▸ **Problem to solve**:
Rewrite the listing lines from the one containing "shape [[197, 467]]." through the one containing "[[863, 278], [990, 273]]", inclusive, with "pin" replaced by "marker" and all else left unchanged.

▸ **Stored records**:
□ □ □ □ □ □ □

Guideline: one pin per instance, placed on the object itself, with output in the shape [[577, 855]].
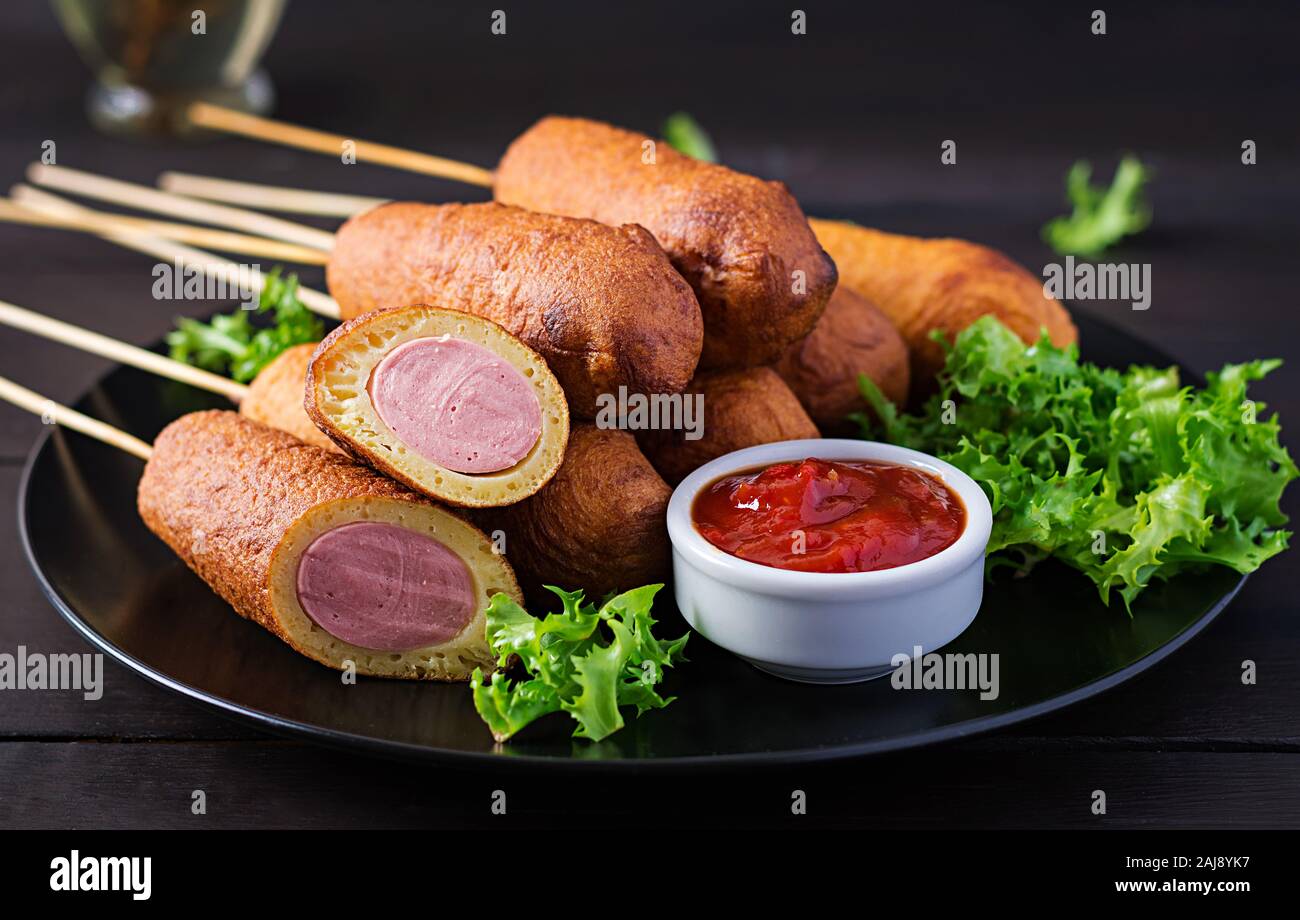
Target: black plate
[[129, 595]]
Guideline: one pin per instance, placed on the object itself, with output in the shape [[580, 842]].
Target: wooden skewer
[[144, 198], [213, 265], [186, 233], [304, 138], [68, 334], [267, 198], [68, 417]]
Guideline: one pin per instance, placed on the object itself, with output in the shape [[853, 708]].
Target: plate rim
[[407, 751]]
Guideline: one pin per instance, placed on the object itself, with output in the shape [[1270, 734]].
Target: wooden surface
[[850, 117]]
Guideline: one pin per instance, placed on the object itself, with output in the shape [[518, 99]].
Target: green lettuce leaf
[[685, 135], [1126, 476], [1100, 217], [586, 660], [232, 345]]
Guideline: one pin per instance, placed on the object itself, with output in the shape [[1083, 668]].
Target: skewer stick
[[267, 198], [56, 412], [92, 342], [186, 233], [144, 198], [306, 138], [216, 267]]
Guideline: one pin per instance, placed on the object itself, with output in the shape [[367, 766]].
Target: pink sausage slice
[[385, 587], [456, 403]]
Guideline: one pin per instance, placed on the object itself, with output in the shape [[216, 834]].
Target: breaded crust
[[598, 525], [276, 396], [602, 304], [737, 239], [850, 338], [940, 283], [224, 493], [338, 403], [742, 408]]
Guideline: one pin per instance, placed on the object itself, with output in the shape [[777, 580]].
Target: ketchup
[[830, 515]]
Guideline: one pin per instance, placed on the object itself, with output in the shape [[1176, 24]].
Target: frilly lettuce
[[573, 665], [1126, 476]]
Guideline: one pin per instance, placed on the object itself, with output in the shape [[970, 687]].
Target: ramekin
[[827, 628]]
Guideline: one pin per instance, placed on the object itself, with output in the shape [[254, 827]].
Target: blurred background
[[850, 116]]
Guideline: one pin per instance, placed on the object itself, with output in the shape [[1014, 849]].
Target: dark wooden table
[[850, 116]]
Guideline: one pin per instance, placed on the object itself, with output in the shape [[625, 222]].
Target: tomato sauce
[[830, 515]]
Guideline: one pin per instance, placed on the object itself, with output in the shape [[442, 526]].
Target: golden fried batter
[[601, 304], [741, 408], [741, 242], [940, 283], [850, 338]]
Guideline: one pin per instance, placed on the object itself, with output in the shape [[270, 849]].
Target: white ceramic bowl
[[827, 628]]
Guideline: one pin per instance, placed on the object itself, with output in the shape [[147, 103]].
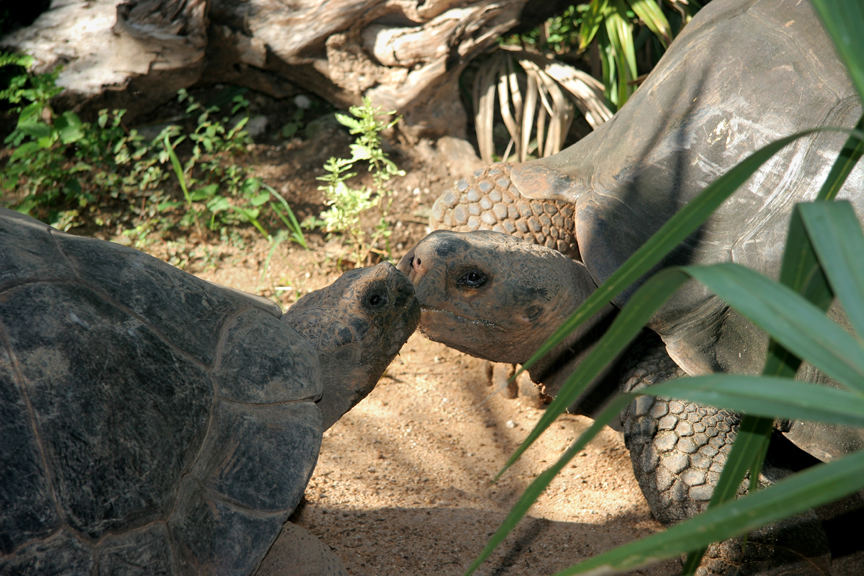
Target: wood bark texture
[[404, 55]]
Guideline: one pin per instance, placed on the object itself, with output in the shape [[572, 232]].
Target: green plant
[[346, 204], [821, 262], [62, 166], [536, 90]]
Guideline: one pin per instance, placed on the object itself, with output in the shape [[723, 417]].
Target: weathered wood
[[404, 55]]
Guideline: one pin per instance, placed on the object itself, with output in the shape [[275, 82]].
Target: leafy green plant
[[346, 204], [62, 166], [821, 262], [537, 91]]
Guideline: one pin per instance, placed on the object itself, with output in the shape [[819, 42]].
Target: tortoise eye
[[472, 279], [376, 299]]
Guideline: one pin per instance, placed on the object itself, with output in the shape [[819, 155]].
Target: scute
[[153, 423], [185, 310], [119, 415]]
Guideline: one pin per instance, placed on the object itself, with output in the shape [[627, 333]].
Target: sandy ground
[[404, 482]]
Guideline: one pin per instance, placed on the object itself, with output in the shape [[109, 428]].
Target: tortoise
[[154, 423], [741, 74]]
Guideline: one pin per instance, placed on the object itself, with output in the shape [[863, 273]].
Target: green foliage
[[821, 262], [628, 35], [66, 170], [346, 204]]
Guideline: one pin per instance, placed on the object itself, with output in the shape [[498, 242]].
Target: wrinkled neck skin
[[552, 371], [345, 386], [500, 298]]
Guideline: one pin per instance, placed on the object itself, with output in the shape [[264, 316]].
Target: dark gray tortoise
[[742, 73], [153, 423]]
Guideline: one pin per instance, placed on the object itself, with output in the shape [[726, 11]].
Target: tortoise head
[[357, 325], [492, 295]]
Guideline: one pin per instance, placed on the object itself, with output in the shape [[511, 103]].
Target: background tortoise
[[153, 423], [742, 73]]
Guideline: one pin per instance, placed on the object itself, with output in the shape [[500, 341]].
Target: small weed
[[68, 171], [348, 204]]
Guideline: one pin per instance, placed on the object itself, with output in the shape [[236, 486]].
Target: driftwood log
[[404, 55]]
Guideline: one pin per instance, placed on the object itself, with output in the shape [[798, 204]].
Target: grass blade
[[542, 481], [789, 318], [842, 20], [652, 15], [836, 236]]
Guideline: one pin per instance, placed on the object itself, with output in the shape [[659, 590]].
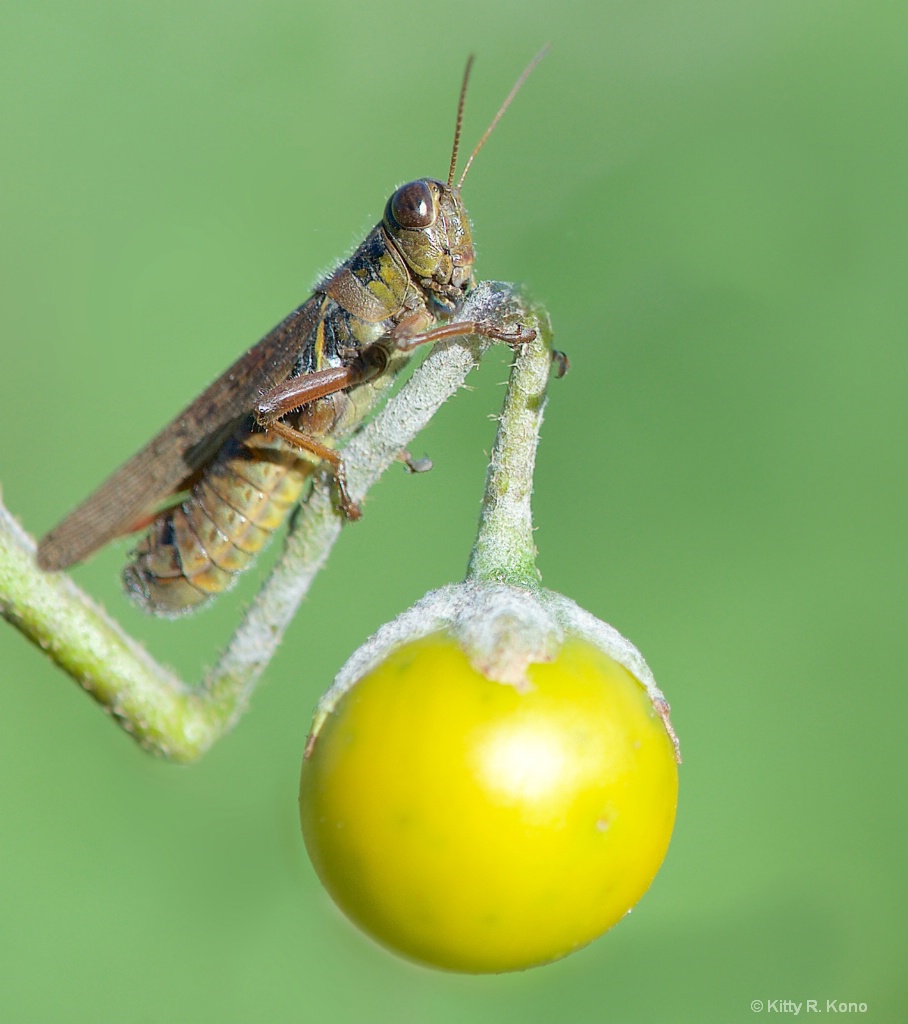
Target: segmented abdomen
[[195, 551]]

□ □ □ □ □ □ □

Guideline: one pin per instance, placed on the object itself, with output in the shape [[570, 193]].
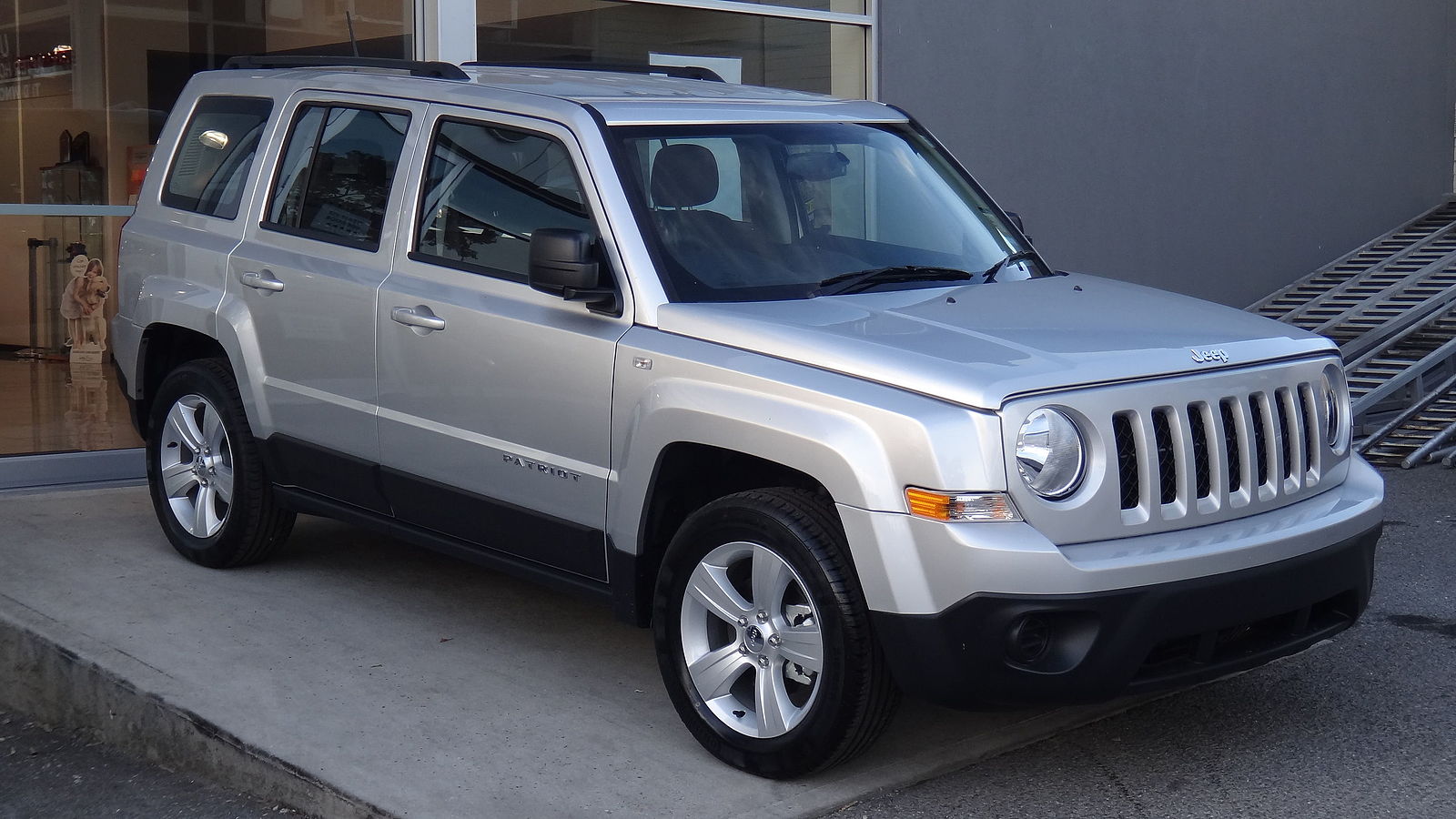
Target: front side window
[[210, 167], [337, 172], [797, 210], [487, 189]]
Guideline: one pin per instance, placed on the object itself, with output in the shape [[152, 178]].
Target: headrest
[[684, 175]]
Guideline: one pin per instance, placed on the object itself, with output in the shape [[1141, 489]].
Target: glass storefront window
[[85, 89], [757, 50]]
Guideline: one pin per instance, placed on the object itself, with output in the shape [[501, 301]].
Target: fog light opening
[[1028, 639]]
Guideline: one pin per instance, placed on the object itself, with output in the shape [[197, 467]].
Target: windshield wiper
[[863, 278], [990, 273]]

□ □ □ □ □ □ □

▸ **Exercise output**:
Guideline: one marker per instance, placed on the object itself, with output in the shape [[197, 467]].
Target: windshield wiper
[[863, 278], [990, 273]]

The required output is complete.